Your task -
Bring together every line in the data that includes "mouth".

Records supplied -

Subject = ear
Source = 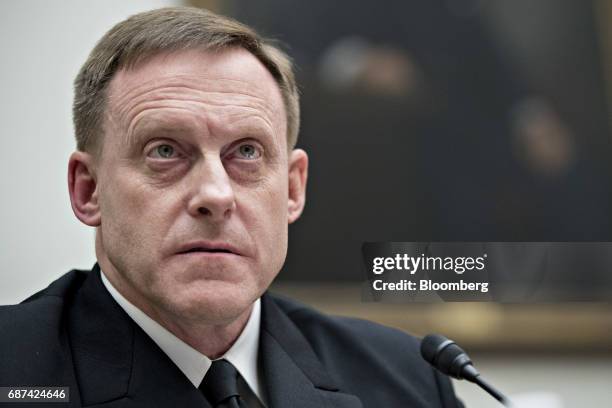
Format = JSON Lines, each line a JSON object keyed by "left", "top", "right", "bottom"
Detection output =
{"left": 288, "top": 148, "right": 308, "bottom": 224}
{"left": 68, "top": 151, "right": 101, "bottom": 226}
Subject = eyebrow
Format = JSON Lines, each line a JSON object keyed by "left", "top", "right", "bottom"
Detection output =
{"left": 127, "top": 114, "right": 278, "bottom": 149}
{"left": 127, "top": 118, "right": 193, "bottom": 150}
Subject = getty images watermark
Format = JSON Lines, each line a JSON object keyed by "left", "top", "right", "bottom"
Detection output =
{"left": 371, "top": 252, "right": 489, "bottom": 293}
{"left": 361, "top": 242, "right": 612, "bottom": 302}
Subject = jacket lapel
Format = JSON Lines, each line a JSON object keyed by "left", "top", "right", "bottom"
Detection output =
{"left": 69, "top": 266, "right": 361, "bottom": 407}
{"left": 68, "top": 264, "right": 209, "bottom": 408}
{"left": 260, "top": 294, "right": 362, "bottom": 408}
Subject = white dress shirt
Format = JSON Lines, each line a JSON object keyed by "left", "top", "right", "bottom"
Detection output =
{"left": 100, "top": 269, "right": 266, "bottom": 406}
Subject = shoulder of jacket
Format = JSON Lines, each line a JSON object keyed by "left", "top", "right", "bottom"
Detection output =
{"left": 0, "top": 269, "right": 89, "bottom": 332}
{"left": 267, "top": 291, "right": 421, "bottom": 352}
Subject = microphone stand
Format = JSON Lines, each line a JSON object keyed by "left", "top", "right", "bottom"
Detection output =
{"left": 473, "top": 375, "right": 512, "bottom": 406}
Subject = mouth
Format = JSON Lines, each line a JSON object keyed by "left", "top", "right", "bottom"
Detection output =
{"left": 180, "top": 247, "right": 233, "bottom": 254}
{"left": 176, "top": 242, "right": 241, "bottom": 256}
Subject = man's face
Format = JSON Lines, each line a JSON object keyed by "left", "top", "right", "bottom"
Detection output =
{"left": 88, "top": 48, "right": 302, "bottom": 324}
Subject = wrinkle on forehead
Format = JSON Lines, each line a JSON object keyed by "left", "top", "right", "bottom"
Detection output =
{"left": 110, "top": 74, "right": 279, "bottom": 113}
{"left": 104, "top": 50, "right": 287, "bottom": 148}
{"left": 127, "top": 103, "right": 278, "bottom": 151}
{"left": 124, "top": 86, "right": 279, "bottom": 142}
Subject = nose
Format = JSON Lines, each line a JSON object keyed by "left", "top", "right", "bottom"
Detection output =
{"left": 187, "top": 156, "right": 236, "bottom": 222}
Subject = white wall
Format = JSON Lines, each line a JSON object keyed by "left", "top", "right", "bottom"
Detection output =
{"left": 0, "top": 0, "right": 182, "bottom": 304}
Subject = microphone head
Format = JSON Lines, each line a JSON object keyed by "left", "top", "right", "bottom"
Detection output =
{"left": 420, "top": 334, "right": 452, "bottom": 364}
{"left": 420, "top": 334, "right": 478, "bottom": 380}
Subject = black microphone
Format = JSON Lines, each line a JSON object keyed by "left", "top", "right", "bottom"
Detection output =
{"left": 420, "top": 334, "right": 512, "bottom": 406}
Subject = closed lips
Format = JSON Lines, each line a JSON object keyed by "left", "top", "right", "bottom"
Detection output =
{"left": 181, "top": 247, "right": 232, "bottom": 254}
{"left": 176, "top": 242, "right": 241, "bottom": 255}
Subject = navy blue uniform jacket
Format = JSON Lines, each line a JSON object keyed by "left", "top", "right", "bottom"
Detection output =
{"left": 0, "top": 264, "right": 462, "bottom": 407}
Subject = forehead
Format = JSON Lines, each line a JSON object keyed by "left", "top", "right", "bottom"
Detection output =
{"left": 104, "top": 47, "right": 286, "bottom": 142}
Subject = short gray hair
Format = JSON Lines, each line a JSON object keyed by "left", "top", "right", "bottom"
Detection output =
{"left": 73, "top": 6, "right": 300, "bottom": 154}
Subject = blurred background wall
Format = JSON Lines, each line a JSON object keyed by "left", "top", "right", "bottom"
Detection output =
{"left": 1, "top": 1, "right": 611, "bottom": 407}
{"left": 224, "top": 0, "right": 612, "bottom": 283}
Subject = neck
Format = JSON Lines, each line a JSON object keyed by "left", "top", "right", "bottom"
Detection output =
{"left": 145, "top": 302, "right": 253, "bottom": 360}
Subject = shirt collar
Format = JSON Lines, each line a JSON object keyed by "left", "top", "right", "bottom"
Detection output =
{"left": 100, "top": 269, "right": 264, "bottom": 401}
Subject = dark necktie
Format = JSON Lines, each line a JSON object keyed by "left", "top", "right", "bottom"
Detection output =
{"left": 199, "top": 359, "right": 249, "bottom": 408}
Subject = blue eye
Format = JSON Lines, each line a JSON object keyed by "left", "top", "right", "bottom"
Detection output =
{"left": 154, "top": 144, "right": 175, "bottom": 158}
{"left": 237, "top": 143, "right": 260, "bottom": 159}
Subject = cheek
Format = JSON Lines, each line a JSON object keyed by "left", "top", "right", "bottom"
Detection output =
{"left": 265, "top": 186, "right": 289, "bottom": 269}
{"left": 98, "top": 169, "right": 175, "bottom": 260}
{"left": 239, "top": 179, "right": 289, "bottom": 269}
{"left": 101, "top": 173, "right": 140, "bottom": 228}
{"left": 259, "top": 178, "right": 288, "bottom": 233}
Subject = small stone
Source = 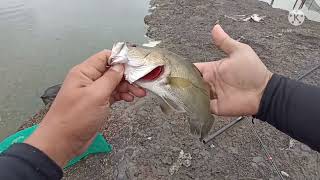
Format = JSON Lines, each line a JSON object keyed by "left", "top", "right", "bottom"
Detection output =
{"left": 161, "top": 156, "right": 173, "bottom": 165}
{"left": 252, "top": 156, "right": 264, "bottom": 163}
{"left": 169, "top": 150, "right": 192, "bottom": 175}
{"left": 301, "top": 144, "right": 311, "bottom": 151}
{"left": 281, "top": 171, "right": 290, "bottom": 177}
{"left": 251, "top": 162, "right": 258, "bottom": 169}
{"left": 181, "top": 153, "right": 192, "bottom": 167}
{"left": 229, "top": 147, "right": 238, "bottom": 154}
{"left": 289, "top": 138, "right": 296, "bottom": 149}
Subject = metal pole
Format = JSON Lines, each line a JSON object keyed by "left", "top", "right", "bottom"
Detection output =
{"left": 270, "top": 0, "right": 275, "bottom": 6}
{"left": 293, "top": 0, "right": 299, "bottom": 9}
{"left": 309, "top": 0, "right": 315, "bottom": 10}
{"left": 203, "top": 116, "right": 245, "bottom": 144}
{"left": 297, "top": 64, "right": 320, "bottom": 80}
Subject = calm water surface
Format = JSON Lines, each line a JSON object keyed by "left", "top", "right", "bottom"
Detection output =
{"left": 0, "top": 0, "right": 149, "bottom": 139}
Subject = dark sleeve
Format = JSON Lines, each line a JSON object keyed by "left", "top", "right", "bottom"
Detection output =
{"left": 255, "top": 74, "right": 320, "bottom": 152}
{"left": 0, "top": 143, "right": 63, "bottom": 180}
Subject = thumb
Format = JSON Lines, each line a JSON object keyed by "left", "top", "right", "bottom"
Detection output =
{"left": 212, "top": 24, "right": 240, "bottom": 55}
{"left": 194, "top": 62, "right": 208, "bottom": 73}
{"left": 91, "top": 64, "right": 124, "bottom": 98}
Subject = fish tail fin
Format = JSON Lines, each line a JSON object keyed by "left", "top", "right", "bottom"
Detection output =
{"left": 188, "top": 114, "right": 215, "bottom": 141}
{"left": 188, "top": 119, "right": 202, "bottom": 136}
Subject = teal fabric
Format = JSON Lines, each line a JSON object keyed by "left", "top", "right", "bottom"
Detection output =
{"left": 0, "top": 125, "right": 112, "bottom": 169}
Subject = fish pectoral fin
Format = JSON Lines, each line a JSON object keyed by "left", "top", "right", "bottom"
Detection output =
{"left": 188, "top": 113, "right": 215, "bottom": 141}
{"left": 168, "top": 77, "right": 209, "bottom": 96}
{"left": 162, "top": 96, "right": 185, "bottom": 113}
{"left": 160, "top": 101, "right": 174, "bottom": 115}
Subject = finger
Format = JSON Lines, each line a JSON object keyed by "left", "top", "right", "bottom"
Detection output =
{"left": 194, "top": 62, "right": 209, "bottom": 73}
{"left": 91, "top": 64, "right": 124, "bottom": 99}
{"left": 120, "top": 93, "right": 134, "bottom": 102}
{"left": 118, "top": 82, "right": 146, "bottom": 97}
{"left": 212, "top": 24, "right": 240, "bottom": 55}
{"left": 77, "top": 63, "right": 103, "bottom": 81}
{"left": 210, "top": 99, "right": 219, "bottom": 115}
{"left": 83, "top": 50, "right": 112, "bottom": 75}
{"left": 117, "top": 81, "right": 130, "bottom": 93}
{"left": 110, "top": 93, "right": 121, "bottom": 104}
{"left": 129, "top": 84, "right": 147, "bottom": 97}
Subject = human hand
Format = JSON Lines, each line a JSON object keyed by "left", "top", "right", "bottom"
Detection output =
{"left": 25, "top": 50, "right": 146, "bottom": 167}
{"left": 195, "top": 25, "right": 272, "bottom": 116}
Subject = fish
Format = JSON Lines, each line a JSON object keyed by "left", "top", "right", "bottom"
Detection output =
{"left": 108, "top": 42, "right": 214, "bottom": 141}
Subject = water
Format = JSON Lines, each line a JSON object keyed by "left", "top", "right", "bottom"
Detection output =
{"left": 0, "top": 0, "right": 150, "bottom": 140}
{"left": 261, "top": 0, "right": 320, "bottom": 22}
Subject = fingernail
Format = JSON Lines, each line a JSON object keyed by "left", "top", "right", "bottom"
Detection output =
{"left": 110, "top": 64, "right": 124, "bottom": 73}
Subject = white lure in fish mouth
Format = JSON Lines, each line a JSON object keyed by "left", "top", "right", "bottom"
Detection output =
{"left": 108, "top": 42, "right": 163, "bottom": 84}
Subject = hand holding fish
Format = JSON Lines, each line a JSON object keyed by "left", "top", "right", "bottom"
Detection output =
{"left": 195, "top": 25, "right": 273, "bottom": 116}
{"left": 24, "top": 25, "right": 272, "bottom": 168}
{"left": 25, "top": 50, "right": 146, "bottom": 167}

Solution -
Subject = mouth
Subject = white lure in fish mouth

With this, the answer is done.